Moliere’in ‘Cimri’ oyununu bilir misiniz?

Yukarıdaki bölüm, cimriliği ile ünlü Harpagon’un altınları çalındıktan sonra (altınları çalan istediği kadınla evlenmesine izin vermeyen babasına oyun çevirmek isteyen oğlu Cleante’dir) içine düştüğü komik durumu anlatıyor.

İşte 15 Temmuz 2016’daki darbe girişiminden bu yana FETÖ’nün siyasi ayağının araştırılması gündeme her geldiğinde Erdoğan iktidarının tutumu Harpagon’un yukarıdaki telaşlı halini andırıyor.

Çünkü tıpkı yaptıklarıyla hırsızlığa davetiye çıkaran Harpagon gibi FETÖ’cülere “ne istediler de vermedik” diyen bu iktidardan başkası değildir.

İkincisi, yine Harpagon’un kendi kendini yakalaması gibi daha sonra FETÖ denilen Gülencilerin iktidar ortağı olduğu 2002-2013 yılları arasında ABD’de bulunan Fethullah Gülen’i ziyaret etmeyen, ona methiyeler dizmeyen AKP’li siyasetçi yok gibidir.

Yani hırsız içeridedir!

FETÖ’nin siyasi ayağının araştırılması ile ilgili son tartışma MHP lideri Bahçeli’nin ‘Türkgün’ gazetesine 8 Ocak’ta verdiği röportajda “Devleti bu çeteden arındırırken, siyaset kurumunun da bu illetten temizlenmesi elzemdir” açıklamasını yapmasından sonra başladı.

Erdoğan iktidarının fiili ortağı olan Bahçeli’nin bu açıklamasından sonra CHP; grup başkanvekilleri Engin Altay, Özgür Özel ve Engin Özkoç’un imzasıyla TBMM Başkanlığı’na FETÖ/PDY’nin siyasi ayağının ortaya çıkarılması için araştırma önergesi verdi. Darbe girişiminden hemen sonra 26 Temmuz 2016’da mecliste kurulan ‘Darbeyi Araştırma Komisyonu’nun çalışmalarının iktidar tarafından 9 Aralık 2016’da fiilen ve 4 Ocak 2017’de resmen engellendiğine de dikkat çekilen önergede FETÖ’nün siyasi, ticari, askeri, yargı, emniyet ve diğer tüm ayaklarının açığa çıkarılması isteniyor.

FETÖ’nün siyasi ayağının açığa çıkartılması gerektiğini söyleyen Bahçeli, CHP’nin meclisteki bu girişiminden sonra söylediklerinden çark ederek FETÖ’nün siyasi ayağını darbeci “Yurtta Sulh Konseyi’nin askeri kanadı dışındaki sivil unsurları” ile sınırlayan bir açıklama yapmak zorunda kaldı. Başka bir deyişle Bahçeli, söylediklerinin ucunun fiilen ortağı olduğu Erdoğan iktidarına ve dolayısıyla kendi çıkarlarına dokunduğunu gördüğü için geri adım attı.

- [Bölge Etiketleme Öğeleri]
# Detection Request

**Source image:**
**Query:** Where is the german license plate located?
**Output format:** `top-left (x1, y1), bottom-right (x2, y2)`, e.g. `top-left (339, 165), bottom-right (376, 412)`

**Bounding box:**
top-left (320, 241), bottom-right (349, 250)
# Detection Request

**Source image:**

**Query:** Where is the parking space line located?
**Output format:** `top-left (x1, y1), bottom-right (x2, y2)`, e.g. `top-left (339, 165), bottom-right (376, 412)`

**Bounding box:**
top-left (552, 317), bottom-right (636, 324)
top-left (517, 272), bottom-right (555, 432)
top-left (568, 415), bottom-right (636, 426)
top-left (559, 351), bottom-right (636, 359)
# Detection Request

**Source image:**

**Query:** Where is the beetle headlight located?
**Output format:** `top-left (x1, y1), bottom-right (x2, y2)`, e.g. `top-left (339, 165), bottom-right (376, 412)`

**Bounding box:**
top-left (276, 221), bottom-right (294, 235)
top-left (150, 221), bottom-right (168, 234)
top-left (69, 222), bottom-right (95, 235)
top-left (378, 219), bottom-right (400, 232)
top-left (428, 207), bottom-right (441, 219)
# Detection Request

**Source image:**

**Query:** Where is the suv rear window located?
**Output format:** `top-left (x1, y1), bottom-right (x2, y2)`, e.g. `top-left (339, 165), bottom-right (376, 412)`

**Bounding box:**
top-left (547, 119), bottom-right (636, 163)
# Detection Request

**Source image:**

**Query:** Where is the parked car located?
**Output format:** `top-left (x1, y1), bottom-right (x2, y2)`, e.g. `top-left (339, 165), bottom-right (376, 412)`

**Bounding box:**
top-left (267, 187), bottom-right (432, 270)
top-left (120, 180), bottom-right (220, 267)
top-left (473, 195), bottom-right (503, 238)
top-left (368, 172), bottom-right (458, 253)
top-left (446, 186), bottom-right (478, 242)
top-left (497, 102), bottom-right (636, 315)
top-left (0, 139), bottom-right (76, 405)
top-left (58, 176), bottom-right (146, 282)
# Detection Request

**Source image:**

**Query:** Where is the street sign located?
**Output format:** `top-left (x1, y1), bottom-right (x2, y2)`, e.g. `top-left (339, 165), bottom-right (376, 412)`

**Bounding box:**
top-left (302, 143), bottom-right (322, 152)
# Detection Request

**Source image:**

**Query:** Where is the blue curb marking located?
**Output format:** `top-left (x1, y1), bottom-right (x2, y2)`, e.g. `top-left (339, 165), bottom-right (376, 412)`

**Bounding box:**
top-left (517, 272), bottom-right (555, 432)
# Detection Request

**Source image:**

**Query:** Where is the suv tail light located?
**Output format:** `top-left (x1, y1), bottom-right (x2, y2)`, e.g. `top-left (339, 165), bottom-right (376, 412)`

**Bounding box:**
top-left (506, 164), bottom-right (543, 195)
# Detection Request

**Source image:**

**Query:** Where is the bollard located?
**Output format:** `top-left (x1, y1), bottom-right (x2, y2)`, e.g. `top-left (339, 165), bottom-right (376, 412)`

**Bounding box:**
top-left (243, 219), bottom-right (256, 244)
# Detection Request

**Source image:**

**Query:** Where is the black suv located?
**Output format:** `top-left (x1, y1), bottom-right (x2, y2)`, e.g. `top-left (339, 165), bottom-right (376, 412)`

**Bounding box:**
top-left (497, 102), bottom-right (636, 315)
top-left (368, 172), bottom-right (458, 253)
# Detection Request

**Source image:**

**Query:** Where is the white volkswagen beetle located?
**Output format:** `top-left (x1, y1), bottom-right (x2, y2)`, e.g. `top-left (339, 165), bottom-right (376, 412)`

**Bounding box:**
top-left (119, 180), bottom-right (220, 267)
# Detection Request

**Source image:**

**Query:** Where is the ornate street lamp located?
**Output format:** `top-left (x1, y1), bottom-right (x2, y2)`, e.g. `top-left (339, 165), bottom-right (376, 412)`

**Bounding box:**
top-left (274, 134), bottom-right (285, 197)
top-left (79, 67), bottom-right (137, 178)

- [Yapılacaklar Listesi]
1. Alıntıda "İşte 15 Temmuz" sözleriyle başlayıp "siyasetçi yok gibidir." sözleriyle biten bölümü hiçbir değişiklik yapmadan yeniden yazınız.
2. Alıntıya göre CHP'nin TBMM Başkanlığı'na verdiği araştırma önergesi hangi grup başkanvekillerinin imzasını taşımaktadır?
Öğelerin alıntıyla herhangi bir ilgisi bulunmamaktadır.

- [Görevlere Göre Yanıtlar]
1.
İşte 15 Temmuz 2016’daki darbe girişiminden bu yana FETÖ’nün siyasi ayağının araştırılması gündeme her geldiğinde Erdoğan iktidarının tutumu Harpagon’un yukarıdaki telaşlı halini andırıyor.

Çünkü tıpkı yaptıklarıyla hırsızlığa davetiye çıkaran Harpagon gibi FETÖ’cülere “ne istediler de vermedik” diyen bu iktidardan başkası değildir.

İkincisi, yine Harpagon’un kendi kendini yakalaması gibi daha sonra FETÖ denilen Gülencilerin iktidar ortağı olduğu 2002-2013 yılları arasında ABD’de bulunan Fethullah Gülen’i ziyaret etmeyen, ona methiyeler dizmeyen AKP’li siyasetçi yok gibidir.

2. Engin Altay, Özgür Özel ve Engin Özkoç.